╭──

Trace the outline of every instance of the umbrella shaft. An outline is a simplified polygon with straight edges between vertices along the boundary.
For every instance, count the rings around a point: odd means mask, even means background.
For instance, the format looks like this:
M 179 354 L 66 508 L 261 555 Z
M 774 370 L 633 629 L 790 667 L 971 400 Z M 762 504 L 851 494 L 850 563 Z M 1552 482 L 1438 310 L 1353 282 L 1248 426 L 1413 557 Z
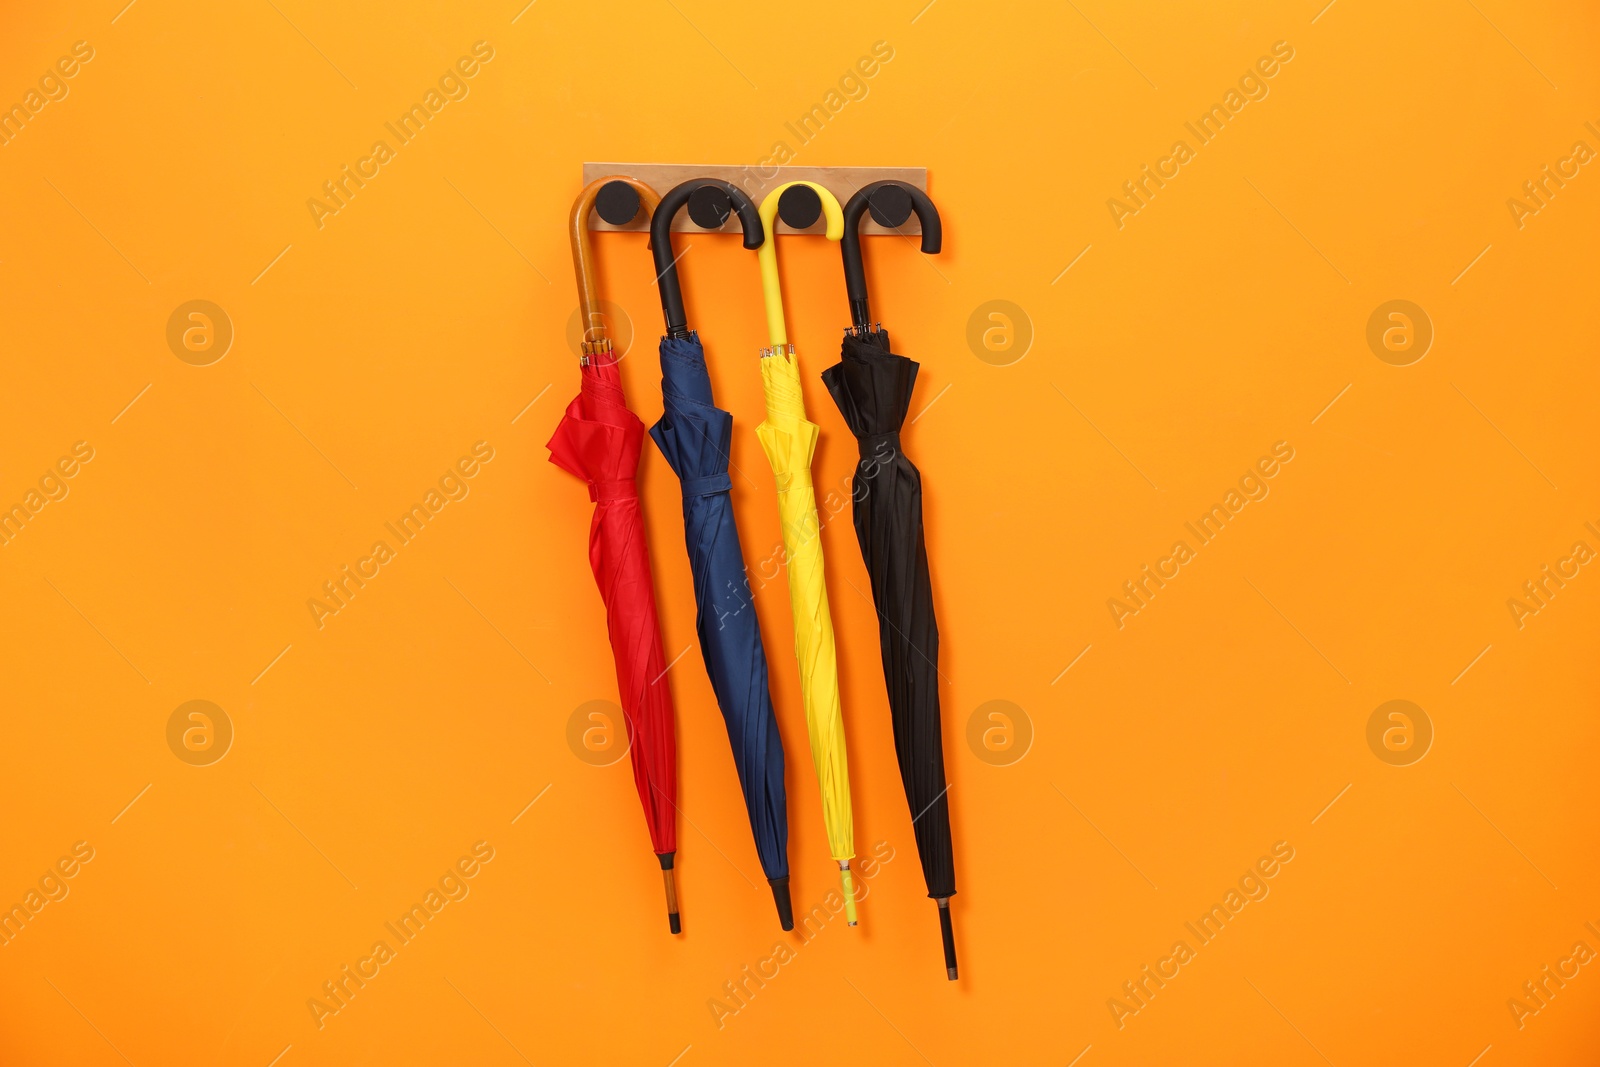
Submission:
M 859 300 L 851 299 L 850 322 L 862 330 L 872 325 L 872 313 L 867 310 L 867 298 L 865 296 Z

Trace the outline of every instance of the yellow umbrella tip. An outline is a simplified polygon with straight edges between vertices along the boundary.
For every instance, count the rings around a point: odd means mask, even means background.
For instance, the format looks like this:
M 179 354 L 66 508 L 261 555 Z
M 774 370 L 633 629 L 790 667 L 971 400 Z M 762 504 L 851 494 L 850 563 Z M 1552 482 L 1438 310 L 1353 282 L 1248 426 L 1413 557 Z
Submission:
M 839 861 L 839 884 L 844 887 L 844 919 L 846 925 L 856 925 L 856 887 L 850 878 L 850 861 Z

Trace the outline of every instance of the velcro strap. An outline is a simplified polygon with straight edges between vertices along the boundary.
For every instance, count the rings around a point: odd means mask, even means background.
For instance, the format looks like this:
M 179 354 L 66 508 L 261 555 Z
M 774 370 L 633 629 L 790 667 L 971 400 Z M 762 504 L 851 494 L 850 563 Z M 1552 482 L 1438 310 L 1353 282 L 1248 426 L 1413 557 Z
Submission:
M 628 500 L 639 495 L 639 486 L 632 478 L 618 478 L 614 482 L 590 482 L 589 499 L 596 504 L 613 500 Z
M 787 493 L 791 489 L 811 488 L 811 472 L 809 470 L 790 471 L 787 474 L 778 475 L 777 479 L 778 492 L 780 493 Z
M 704 478 L 685 478 L 683 480 L 684 496 L 715 496 L 717 493 L 726 493 L 733 489 L 733 479 L 727 471 L 721 474 L 708 474 Z

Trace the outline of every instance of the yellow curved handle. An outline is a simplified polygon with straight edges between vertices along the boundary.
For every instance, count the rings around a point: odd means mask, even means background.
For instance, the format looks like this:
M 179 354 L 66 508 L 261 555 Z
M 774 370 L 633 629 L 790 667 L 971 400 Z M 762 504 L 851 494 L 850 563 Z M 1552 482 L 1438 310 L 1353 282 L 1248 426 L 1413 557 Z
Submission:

╰──

Would you please filter the lines above and copy every one that includes "boundary"?

### REPLY TO THE EXERCISE
Trace the outline of every instance of the umbrella shaft. An outline is a simplified polygon with straight edges between vertices along the boundary.
Trace the outline of every instance of the yellow umbrella tip. An outline is a simplified polygon with straight edges between vertices along the boundary.
Trace the outline of every instance of the velcro strap. An outline is a simplified polygon with straight edges between vertices along the boundary.
Trace the outline of every instance of the yellow curved handle. An outline is a simplified polygon with straight edges between vertices along the boundary.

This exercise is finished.